Instructions for the task: Write out, word for word, the part of the article on app stores and openness that opens with "As mobile devices" and closes with "software is distributed.".

Text shown:
_ _ _

App stores and openness

by Rowan Wilson on 4 January 2011, last updated

Introduction

As mobile devices become more complex and more popular, educational institutions are under increasing pressure to create software and mobile web content that helps their students and staff get the information and functionality they need, on the move. At OSS Watch, we have seen more and more requests for information on developing open source software solutions for mobile platforms. This document explains some of the general context and issues around mobile open source development, and in doing so discusses some more general trends in how software is distributed.

Mobile marches on

‘Smartphones’ and personal digital assistants have been around in one form or another for many years. For most of that time, however, they have been the exclusive preserve of technology hobbyists, IT professionals and business executives. This has partly been because the technology has been relatively expensive, but also because their appeal has been limited by their perceived complexity of operation. For a long time, mainstream acceptance was also hampered by the relatively small additional benefit that an average user would realise over a more limited mobile phone or even a filofax.

In recent years, however, the ballooning popularity of the web and, in particular, social web applications like Facebook and Twitter, has massively increased the general public’s appetite for mobile internet connectivity and applications. Developments in interface design and simplification have also helped smartphones – and more recently tablet-based computers – break into the mainstream. Phone operating systems like Google’s Android and Apple’s iOS have made consumers expect simple compelling interfaces to useful functionality and data.

Over the same period, educational establishments have been working hard to make their data and systems accessible over the web for the convenience of their staff and students. It makes sense for these establishments to extend this effort to accommodate the growing number of users who are coming to them via mobile computing devices, but there are, unfortunately, some complications.

The rise of the app store

Part of the drive to make smartphones and tablets easier to use was a unification of the means of distributing applications. When the iPhone launched in early 2007, its manufacturer, Apple, initially rejected the idea that third-party software developers would be allowed to run their own software on the phone. No software development kit was distributed, and instead developers who wanted to get their functionality onto the device were told to embody it in a web application – essentially a website with active elements implemented in Javascript that would be viewed via the phone’s built-in web browser.

_ _ _

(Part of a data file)
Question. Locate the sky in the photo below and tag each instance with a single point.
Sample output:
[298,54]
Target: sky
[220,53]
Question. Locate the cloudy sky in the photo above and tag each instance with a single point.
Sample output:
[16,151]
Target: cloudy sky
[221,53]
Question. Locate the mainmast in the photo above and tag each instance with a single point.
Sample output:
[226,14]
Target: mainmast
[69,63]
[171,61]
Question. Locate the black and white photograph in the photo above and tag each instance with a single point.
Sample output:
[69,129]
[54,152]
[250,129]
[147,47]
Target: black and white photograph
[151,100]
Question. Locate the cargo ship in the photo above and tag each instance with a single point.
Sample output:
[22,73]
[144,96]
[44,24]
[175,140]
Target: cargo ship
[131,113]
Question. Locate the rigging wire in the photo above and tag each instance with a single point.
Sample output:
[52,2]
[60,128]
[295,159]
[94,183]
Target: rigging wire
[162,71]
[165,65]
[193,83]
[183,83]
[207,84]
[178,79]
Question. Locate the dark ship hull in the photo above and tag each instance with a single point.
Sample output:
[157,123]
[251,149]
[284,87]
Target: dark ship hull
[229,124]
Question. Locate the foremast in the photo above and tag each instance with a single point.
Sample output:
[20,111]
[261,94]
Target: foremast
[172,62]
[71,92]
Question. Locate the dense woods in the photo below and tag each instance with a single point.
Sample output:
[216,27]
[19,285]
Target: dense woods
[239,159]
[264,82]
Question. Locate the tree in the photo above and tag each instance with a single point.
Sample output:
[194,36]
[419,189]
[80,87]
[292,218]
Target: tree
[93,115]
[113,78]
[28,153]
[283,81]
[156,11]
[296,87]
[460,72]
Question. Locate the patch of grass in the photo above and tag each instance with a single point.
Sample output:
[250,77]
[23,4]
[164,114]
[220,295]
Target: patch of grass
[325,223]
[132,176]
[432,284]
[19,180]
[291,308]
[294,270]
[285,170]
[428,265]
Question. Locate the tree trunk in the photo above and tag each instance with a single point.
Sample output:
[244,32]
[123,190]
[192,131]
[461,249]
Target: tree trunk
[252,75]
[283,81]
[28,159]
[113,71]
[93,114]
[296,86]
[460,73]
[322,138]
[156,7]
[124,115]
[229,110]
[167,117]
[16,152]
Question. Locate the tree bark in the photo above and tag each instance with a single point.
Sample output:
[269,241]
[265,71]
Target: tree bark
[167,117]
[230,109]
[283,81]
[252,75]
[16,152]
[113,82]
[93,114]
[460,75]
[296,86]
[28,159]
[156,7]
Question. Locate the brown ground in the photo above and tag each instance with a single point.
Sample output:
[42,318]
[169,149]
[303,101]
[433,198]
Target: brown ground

_ _ _

Result:
As mobile devices become more complex and more popular, educational institutions are under increasing pressure to create software and mobile web content that helps their students and staff get the information and functionality they need, on the move. At OSS Watch, we have seen more and more requests for information on developing open source software solutions for mobile platforms. This document explains some of the general context and issues around mobile open source development, and in doing so discusses some more general trends in how software is distributed.